(Problem details): Reproduce the complete listing without any deviation.

(Records provided):
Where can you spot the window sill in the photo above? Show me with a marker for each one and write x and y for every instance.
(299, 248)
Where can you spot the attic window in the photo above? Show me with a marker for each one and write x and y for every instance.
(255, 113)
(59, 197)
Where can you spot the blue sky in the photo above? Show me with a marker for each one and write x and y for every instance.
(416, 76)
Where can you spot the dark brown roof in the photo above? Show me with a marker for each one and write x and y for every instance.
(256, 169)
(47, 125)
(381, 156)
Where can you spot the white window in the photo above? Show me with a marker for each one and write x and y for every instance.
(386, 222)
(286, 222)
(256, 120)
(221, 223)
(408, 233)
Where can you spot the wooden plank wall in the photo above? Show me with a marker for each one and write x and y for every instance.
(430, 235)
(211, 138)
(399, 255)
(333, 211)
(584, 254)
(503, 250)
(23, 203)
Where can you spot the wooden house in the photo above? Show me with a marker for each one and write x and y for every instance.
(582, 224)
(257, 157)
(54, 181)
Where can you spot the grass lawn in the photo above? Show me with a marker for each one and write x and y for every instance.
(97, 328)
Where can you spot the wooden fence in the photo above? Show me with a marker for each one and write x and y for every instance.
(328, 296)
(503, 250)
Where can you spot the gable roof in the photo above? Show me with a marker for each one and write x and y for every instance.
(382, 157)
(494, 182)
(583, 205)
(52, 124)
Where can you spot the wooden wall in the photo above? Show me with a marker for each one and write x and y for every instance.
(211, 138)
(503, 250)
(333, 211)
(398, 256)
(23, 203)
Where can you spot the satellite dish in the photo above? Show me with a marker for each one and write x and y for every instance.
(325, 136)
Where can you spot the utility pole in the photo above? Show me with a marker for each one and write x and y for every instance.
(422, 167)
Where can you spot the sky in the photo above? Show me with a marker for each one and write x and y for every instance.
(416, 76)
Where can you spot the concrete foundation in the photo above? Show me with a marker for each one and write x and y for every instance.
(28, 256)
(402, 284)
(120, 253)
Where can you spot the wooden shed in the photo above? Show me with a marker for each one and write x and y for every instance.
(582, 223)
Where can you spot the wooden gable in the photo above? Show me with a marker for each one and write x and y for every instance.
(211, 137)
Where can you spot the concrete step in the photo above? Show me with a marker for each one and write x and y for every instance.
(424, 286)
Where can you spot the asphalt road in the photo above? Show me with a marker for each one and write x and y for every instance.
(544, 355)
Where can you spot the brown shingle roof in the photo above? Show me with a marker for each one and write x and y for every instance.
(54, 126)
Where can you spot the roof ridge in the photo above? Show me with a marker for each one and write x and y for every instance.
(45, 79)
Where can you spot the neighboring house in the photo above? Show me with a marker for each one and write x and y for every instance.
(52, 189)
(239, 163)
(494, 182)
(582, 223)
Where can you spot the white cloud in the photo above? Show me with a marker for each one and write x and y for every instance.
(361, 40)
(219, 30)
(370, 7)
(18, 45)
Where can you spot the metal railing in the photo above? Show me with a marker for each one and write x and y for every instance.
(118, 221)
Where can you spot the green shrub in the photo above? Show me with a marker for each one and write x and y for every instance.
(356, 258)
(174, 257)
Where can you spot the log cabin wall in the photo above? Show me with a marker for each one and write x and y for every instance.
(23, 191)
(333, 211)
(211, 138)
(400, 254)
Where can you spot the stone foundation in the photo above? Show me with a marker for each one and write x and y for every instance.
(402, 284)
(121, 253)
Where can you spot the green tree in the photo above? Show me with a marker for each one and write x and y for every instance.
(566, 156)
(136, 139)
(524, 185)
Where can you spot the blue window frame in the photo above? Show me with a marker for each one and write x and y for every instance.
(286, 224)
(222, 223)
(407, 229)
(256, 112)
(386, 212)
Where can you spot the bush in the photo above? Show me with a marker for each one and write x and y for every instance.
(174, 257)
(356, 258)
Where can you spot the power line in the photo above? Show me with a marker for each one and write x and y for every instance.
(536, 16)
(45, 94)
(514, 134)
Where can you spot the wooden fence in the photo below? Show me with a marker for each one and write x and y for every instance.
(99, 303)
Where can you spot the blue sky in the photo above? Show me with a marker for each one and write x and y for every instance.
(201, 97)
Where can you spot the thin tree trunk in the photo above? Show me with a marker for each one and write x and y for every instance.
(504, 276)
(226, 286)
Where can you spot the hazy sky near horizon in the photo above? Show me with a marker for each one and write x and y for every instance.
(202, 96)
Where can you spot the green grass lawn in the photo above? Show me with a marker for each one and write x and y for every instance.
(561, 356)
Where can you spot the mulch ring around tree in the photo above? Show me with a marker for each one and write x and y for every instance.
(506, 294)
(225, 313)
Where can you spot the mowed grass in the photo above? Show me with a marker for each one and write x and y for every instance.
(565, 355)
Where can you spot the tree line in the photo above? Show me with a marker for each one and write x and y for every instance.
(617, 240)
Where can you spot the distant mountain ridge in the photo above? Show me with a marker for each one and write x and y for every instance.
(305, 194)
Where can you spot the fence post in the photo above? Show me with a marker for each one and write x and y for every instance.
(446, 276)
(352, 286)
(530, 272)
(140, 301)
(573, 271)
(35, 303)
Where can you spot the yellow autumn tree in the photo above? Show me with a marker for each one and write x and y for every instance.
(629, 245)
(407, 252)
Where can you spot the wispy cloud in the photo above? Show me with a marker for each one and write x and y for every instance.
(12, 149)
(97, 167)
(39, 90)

(Answer to this exercise):
Where can you spot the window sill in the photo above? Show me with a marker for each one and write x and y for every instance.
(299, 248)
Where can you spot the attic window in the photo above? Show me with a marker for each one and write x and y for every instance.
(255, 113)
(59, 197)
Where can you spot the blue sky in the photo above? Show me with a marker for each one and write x and y for every instance.
(416, 76)
Where can you spot the dark brown roof in the photo above? Show me with a marker for each one and write x and y for every instance.
(256, 169)
(47, 125)
(381, 156)
Where can you spot the white window in the photo above? Show me with a marker for each one and write x and y for every instance.
(386, 222)
(286, 222)
(256, 120)
(221, 223)
(408, 233)
Where can you spot the wooden plank wall in the photo above? Show me with a marker for each one and write x and y for every instance.
(430, 235)
(211, 138)
(399, 255)
(333, 211)
(584, 254)
(503, 250)
(23, 203)
Where can you spot the wooden house in the photo above? Show me with a marker for each one and write x and y for every instance.
(582, 224)
(257, 157)
(54, 181)
Where can you spot the grass lawn in the photo above? Show me with a marker for each one and write x and y for every instance.
(97, 328)
Where can you spot the wooden fence in the photo above? Show me with a marker for each one and write x and y for every instance.
(328, 296)
(503, 250)
Where can you spot the gable roof in the photo above? Show me with a marker for each one and write x and y for every instance.
(382, 157)
(494, 182)
(583, 205)
(52, 124)
Where can you spot the wooden wall in the photo above? Show me with a marker for each one and write x and y for every instance.
(211, 138)
(503, 250)
(333, 211)
(398, 256)
(23, 203)
Where can you spot the satellite dish in the photo above? Show me with a marker for each one and write x and y for every instance.
(325, 136)
Where can you spot the utility pole in the photo above? Show me with a marker for each one and write x and y for every instance.
(422, 167)
Where can you spot the sky in the photo above? Show me with a marker for each one and write x and y for every instance.
(416, 76)
Where can you spot the concrete foundation in the photo above? Show me with a marker for each one and write x and y for every instance.
(28, 256)
(402, 284)
(120, 253)
Where can you spot the wooden shed in the photo above? Show me with a marker for each one and write x and y for every instance.
(582, 223)
Where can you spot the wooden gable in the photo above? Show me with a marker for each one and write x and y for every instance.
(211, 137)
Where can you spot the concrete step in the photo above? Show me with a marker for each one and write x and y for every instance.
(424, 286)
Where can you spot the asphalt road in the photo above? Show me with a marker for each one and write x and y for every instance.
(544, 355)
Where can you spot the brown shingle roof in the photo above? Show me with a marker for each one and write x and y for every instance.
(54, 126)
Where can you spot the roof ridge in the photo above? Show me with a marker for each one and write x and y for every instance.
(45, 79)
Where can you spot the neighboring house in the photo above? Show me with a marker for each one and write x and y for every instance.
(52, 189)
(239, 163)
(494, 182)
(582, 223)
Where can you spot the white cloud in the photo above? Show me with a marker for each one and write x and y for every instance.
(361, 40)
(219, 30)
(370, 7)
(18, 45)
Where can you spot the metal railing in the photo above? Show me with a marker for each one and write x and y for every instance.
(118, 221)
Where can you spot the green shrub in the photo above? Show me with a marker for each one and write x and y for every instance.
(356, 258)
(174, 257)
Where can you spot the log cabin wall in the photo above? Show me with a marker for each one and write x and y for every instance.
(23, 191)
(333, 211)
(211, 138)
(400, 254)
Where can you spot the stone foundation in the photo above? Show me with a marker for each one and write x and y for every instance.
(402, 284)
(121, 253)
Where can you spot the green tree in the photo above? Show me with a marker for each one and write x and y for every instance.
(566, 156)
(136, 139)
(524, 185)
Where can you spot the blue window frame in the photo above? Show me with a marker for each one and write x and y for every instance.
(286, 224)
(222, 223)
(407, 229)
(256, 112)
(386, 212)
Where can you spot the bush in the photo above? Show me with a marker for each one and write x and y for every instance.
(174, 257)
(356, 258)
Where can you spot the power line in the photo above? Show me with a marker for each one and write x and y for every instance.
(536, 16)
(45, 94)
(514, 134)
Where can you spot the wooden fence in the photo below? Show me with a marker for each one and write x and y for every instance.
(99, 303)
Where can you spot the blue sky in the photo above? Show me with a marker for each one and write x and y for every instance.
(201, 97)
Where can you spot the thin tree trunk in the photo above? Show me with a marker for each one and write x and y for every instance.
(504, 276)
(226, 286)
Where can you spot the hazy sky near horizon in the photo above? Show me with a marker for each one and write x and y for every instance.
(202, 96)
Where can you spot the green grass lawn in the photo above? Show me with a marker for each one and write x and y for every instance.
(561, 356)
Where can you spot the mulch ring around tree in the photo above? Show me with a marker for each one and write x and y for every instance.
(506, 294)
(225, 313)
Where can you spot the mowed grass in the photo above? Show me with a marker for each one and write x and y for every instance.
(565, 355)
Where can you spot the tree line in the photo above? Show me with a marker for each one and write x and y for every instance.
(617, 240)
Where can you spot the distant mountain ridge in the photo above? Show me with a marker for each one and write x and y for every instance.
(305, 194)
Where can you spot the fence post in the photo above? Show me with a marker for each one and write x and y for every instance.
(446, 276)
(352, 286)
(530, 272)
(140, 301)
(573, 271)
(35, 303)
Where can you spot the yellow autumn tree in the photo above? Show me with a marker for each one and write x and y for every instance.
(629, 245)
(407, 252)
Where can you spot the wispy cloud in the photo above? Show me with a marker for each one and write x and y for every instance.
(12, 149)
(97, 167)
(39, 90)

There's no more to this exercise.